Natural language region descriptions
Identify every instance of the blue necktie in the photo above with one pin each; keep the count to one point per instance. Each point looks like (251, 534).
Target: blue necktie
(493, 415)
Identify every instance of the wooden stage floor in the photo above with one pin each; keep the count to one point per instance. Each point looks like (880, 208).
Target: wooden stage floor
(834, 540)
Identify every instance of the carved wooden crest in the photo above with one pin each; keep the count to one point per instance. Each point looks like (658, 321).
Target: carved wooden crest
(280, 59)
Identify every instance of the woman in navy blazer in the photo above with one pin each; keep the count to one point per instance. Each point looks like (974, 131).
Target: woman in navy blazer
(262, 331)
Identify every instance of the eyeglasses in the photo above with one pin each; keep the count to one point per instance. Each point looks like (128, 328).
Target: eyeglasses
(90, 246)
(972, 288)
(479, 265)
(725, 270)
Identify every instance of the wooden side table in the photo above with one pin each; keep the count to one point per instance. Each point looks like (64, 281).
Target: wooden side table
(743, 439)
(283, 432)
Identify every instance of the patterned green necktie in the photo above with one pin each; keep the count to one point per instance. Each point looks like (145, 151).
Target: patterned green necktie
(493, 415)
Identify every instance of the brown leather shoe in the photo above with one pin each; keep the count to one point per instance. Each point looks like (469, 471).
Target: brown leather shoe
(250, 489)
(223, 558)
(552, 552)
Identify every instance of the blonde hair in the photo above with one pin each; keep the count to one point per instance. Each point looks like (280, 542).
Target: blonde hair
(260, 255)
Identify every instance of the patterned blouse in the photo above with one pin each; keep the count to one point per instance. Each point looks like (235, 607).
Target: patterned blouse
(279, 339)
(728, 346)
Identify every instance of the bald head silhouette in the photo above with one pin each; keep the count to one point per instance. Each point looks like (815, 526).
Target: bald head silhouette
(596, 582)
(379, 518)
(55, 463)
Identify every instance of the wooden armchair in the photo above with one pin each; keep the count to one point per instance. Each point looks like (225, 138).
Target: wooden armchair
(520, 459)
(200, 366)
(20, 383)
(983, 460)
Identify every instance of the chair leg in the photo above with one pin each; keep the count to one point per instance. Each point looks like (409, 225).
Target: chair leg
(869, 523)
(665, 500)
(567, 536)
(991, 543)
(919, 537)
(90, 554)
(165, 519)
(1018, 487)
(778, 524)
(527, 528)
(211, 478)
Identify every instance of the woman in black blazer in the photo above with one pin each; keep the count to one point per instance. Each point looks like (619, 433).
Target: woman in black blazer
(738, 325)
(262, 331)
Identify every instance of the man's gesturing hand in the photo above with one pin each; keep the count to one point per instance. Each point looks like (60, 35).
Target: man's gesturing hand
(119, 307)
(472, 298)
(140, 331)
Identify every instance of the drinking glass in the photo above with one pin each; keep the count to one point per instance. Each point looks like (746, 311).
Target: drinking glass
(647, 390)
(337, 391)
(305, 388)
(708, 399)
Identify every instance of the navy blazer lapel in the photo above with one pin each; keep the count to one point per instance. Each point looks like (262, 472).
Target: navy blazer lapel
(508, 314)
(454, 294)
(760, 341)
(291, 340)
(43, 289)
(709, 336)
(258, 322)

• [Aim of the exercise] Nothing is to be altered; retype each entry exactly.

• [Reply]
Identify every instance of the blue necktie in the photo above with one pin each; keep the count to one point per instance. Each point looks like (251, 534).
Target: blue necktie
(493, 415)
Identify every instance of the wooden stage floor in the photo above with one pin each; keep the count to one point per instance. Each point looks like (880, 208).
Target: wooden stage floor
(834, 540)
Identify every instance of the carved wooden crest in the photo above with one pin each; keep the count to one point per instance. Each point looks like (658, 321).
Target: carved wooden crest
(280, 59)
Identify every instance of the woman in navy blazer in the photo above with one pin each; keep the count to one point per instance. Each point looks like (974, 131).
Target: woman in navy blazer
(262, 331)
Identify every instance of the eyeglasses in the photo above with one pin each; keep the count to one point per instance. Each point looks like (128, 328).
Target: eyeglasses
(90, 246)
(972, 288)
(479, 265)
(725, 270)
Identify every instance of the wooden side table in the photo above with one pin each; keep the count to one point per instance. Each point looks like (64, 281).
Target: wooden side table
(743, 439)
(283, 432)
Identify every instance of the patterned green necktie in the photo above with one pin each; keep the count to one point per instance. Each point looks like (145, 151).
Target: patterned green necktie
(493, 415)
Identify every instance of the brown leather shoe in the photo above with one pin each; keep the count to one point per instance. Each point looks like (469, 471).
Target: brown leather shoe
(250, 489)
(223, 558)
(552, 552)
Identify every instance of the blonde hair in the photo above with one pin each; keep the count to one point per instance. Each point looks like (280, 542).
Target: blonde hair
(260, 255)
Identify every instance of the patterned blouse in the photo above with one pin each; keep the count to one point per instance. Each point looks like (235, 607).
Target: patterned blouse
(279, 339)
(728, 346)
Identify every instance of the bald head silhouette in the photo above with one pin each; keep the count to one point per instance. Each point looks like (815, 526).
Target: bald head silhouette
(596, 582)
(379, 518)
(55, 463)
Identify every instance of the wooden armchair in the photo above with one pin each; keep the count to one point per instance. Each point looks like (225, 138).
Target: wooden armchair
(520, 459)
(200, 366)
(20, 383)
(983, 460)
Identify every instance of the chair leg in the photo above with one pin each; keep the count to one point per instance. Each point looks like (409, 225).
Target: chair leg
(869, 523)
(665, 500)
(567, 536)
(991, 543)
(919, 537)
(90, 554)
(165, 519)
(1018, 487)
(778, 524)
(527, 528)
(211, 478)
Identify every instance of the woman in black blazer in the photo above with one pin each; keep the count to one point per instance. Each point looks like (619, 433).
Target: woman in black blazer
(738, 325)
(262, 331)
Identify every instance of the man's gesturing hand in the photo above with one pin each; keep the count to one point per instance. Each point looks like (60, 35).
Target: man's gesturing hand
(119, 307)
(472, 298)
(140, 331)
Identify every instance of the drinking glass in the photo above with one pin each; keep the count to one point per instance. Each point looks like (746, 311).
Target: drinking glass
(647, 390)
(337, 391)
(305, 388)
(708, 399)
Identify every instance of the navy blazer lapel in the photo above with one pin each; keep the count to one point per instance. Each point looks like (262, 472).
Target: navy blazer lapel
(508, 314)
(454, 294)
(760, 341)
(291, 340)
(43, 289)
(709, 336)
(258, 322)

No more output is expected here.